### Data section ###

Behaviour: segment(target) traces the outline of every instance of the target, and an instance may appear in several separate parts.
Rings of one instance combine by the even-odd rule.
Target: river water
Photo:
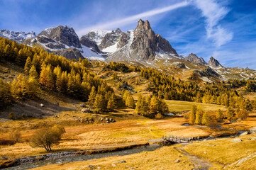
[[[43,161],[38,161],[35,162],[28,162],[23,164],[13,167],[6,168],[4,169],[29,169],[32,168],[44,166],[51,164],[62,164],[73,162],[87,161],[94,159],[99,159],[103,157],[108,157],[112,156],[123,156],[129,155],[143,152],[154,151],[161,147],[159,144],[150,144],[146,147],[140,147],[137,148],[129,149],[123,151],[118,151],[109,153],[104,154],[86,154],[86,155],[69,155],[67,157],[62,157],[61,159],[52,159]]]

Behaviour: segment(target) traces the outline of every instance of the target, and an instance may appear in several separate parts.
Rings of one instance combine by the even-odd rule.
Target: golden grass
[[[89,165],[93,165],[96,169],[100,166],[100,169],[192,169],[194,165],[188,161],[187,157],[181,157],[180,155],[181,154],[173,147],[165,147],[153,152],[67,164],[50,164],[33,169],[89,169]],[[181,162],[174,163],[177,159]],[[126,160],[126,163],[115,163],[121,160]],[[116,166],[113,166],[113,164]]]
[[[256,152],[256,142],[247,140],[255,137],[250,135],[242,137],[242,142],[231,142],[231,138],[211,140],[206,142],[194,142],[185,147],[186,151],[199,157],[221,164],[231,164],[240,159]]]
[[[193,105],[200,105],[203,110],[206,111],[216,111],[219,108],[221,108],[222,110],[226,110],[224,106],[216,104],[172,100],[165,100],[165,101],[168,105],[169,110],[170,112],[190,111]]]

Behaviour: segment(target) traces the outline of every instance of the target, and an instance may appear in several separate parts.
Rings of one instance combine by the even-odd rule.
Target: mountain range
[[[0,30],[0,36],[40,47],[68,59],[126,62],[157,68],[182,79],[196,79],[196,76],[204,81],[213,81],[256,75],[255,70],[247,68],[223,67],[213,57],[207,63],[194,53],[187,57],[179,55],[168,40],[152,30],[148,21],[141,19],[135,30],[94,30],[80,38],[72,28],[62,26],[46,28],[38,35],[4,29]]]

###

Rewrite all of the material above with "instance" replaced by "object" and nothing else changed. Leave the pictures out.

◆ Answer to the exercise ◆
Behaviour: segment(target) traces the outline of every object of the target, and an object may appear in several separate parts.
Rings of one object combine by the even-odd rule.
Target: river water
Photo:
[[[43,161],[38,161],[35,162],[28,162],[23,164],[13,167],[6,168],[4,169],[29,169],[32,168],[44,166],[51,164],[62,164],[73,162],[87,161],[94,159],[99,159],[103,157],[108,157],[112,156],[123,156],[129,155],[143,152],[154,151],[161,147],[159,144],[150,144],[146,147],[140,147],[137,148],[129,149],[123,151],[118,151],[109,153],[104,154],[86,154],[86,155],[69,155],[67,157],[62,157],[61,159],[52,159]]]

Behaviour: segment(target) traces the outline of every object of the target, and an object may appear in several separate parts.
Rings of one object combine by the even-odd rule.
Target: golden grass
[[[89,165],[93,165],[96,169],[100,166],[100,169],[192,169],[194,165],[188,161],[187,157],[181,157],[180,155],[181,154],[173,147],[165,147],[153,152],[67,164],[50,164],[33,169],[89,169]],[[181,162],[174,163],[177,159]],[[126,160],[126,163],[115,163],[121,160]],[[116,166],[113,166],[113,164]]]
[[[256,152],[256,142],[247,140],[255,137],[250,135],[242,137],[242,142],[231,142],[231,138],[211,140],[206,142],[194,142],[185,147],[186,151],[199,157],[221,164],[231,164],[240,159]]]
[[[193,105],[200,105],[203,110],[206,111],[216,111],[219,108],[221,108],[222,110],[226,110],[224,106],[216,104],[172,100],[165,100],[165,101],[168,105],[169,110],[170,112],[190,111]]]

Behaviour: segment(target) traces the outline of every object of the target, and an object may appear in several separate parts.
Rings of one object combine by the even-odd rule.
Target: mountain range
[[[0,30],[0,36],[40,47],[68,59],[126,62],[157,68],[182,79],[196,79],[196,76],[204,81],[213,81],[256,75],[255,70],[247,68],[223,67],[213,57],[207,63],[194,53],[187,57],[179,55],[168,40],[152,30],[148,21],[141,19],[135,30],[94,30],[80,38],[72,28],[62,26],[46,28],[38,35],[4,29]]]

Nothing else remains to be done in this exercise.